» ITEMS
= = =
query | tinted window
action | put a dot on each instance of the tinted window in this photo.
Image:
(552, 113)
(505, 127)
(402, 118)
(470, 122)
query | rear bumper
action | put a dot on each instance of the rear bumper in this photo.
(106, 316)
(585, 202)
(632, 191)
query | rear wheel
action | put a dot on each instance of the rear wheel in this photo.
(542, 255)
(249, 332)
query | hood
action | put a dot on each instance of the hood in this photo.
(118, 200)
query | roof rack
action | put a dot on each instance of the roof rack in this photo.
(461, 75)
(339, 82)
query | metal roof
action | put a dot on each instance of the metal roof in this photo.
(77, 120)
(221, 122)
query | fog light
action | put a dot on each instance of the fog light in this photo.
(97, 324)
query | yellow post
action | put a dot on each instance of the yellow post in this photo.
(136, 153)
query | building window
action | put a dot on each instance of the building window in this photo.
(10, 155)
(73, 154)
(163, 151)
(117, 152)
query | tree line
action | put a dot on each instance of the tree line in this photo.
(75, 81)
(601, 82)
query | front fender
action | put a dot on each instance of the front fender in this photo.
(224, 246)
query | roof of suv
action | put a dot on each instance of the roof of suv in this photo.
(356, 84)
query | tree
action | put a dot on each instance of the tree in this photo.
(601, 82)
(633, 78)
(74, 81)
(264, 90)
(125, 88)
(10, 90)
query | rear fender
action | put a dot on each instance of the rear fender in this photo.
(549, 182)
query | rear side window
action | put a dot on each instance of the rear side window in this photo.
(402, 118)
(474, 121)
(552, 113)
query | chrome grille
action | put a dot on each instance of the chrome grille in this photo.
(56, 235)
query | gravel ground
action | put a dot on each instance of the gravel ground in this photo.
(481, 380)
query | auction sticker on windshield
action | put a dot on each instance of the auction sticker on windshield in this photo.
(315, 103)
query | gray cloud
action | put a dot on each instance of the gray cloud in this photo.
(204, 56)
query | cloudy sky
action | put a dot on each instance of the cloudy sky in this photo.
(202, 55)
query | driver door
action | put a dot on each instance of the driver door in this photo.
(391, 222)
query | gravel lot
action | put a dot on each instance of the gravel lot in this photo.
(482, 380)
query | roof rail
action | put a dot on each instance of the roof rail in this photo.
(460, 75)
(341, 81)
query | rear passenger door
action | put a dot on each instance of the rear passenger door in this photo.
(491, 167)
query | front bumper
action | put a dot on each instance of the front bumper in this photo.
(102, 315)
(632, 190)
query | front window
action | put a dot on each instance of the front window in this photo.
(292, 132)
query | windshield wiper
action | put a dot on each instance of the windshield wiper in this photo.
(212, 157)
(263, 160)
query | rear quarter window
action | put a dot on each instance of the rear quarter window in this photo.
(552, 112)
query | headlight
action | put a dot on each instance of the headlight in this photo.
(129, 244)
= = =
» PROBLEM
Transcribe all of the lines above word for word, changing nothing.

» WRITTEN ANSWER
query | tinted window
action | put a dot on each instance of the tinted window in this photo.
Image:
(552, 113)
(505, 127)
(402, 118)
(470, 122)
query | rear bumper
action | put a dot on each instance of the rear bumper in this photo.
(106, 316)
(585, 202)
(632, 191)
query | rear wheel
action | put a dot on each instance of the rear wheel in this photo.
(542, 255)
(249, 332)
query | hood
action | put a dot on each instance of the hood in this photo.
(118, 200)
query | roof rack
action | put a dot on each instance of the roof rack in this photo.
(461, 75)
(339, 82)
query | metal roof
action | put a dot on each instance of the metal roof in this photo.
(77, 120)
(221, 122)
query | fog light
action | put a dot on each instance of the fog light in this photo.
(97, 324)
query | yellow post
action | put a dot on each instance of the yellow post in this photo.
(136, 153)
query | building window
action | put a dot on each instance of the building window in this photo.
(10, 155)
(73, 154)
(163, 151)
(117, 152)
query | tree line
action | put a dot on each instance of the tree line in this photo.
(75, 81)
(601, 82)
query | front fender
action | put a dot on each instance of the front fender in this photo.
(224, 246)
query | roof of suv
action | put a dot on each instance of the roof of suv in this photo.
(356, 84)
query | tree
action | put a dot on each instance of the tree in this photo.
(601, 82)
(633, 78)
(74, 81)
(264, 90)
(125, 88)
(10, 90)
query | rear fender
action | put a dot on each instance of the rear fender in this photo.
(549, 182)
query | rear side window
action | put a dot on each instance of the rear side window in this photo.
(402, 118)
(474, 121)
(552, 113)
query | chrome grille
action | put a dot on each instance of the chrome grille in this photo.
(56, 235)
query | gravel ground
action | put a dot on each instance of the gravel ground in this photo.
(481, 380)
query | auction sticker on windshield
action | put a dot on each instance of the auction sticker on windshield in this photo.
(315, 103)
query | gray cloud
action | put a dot on each instance of the gray cloud in this photo.
(204, 56)
query | cloudy sky
action | put a dot on each instance of the cloudy sky in this photo.
(202, 55)
query | driver door
action | put a dot on each instance of the driver door in this photo.
(391, 222)
query | gravel lot
action | put a dot on each instance of the gravel lot in this photo.
(482, 380)
query | roof rail
action | put a dot on each instance of the roof rail in this photo.
(460, 75)
(341, 81)
query | rear passenger door
action | put a dot on each instance of the rear passenger door in this photo.
(491, 167)
query | front bumper
action | put a dot on each instance of the front bumper in this photo.
(102, 315)
(632, 190)
query | front window
action | put a dot on each instance of the front window in this photo.
(292, 132)
query | windshield wiper
action | put a dot on each instance of the windshield wiper in this photo.
(212, 157)
(263, 160)
query | rear quarter window
action | put a dot on each instance of the rear quarter window in this photo.
(552, 112)
query | headlight
action | put a dot on each instance of the headlight in this photo.
(129, 244)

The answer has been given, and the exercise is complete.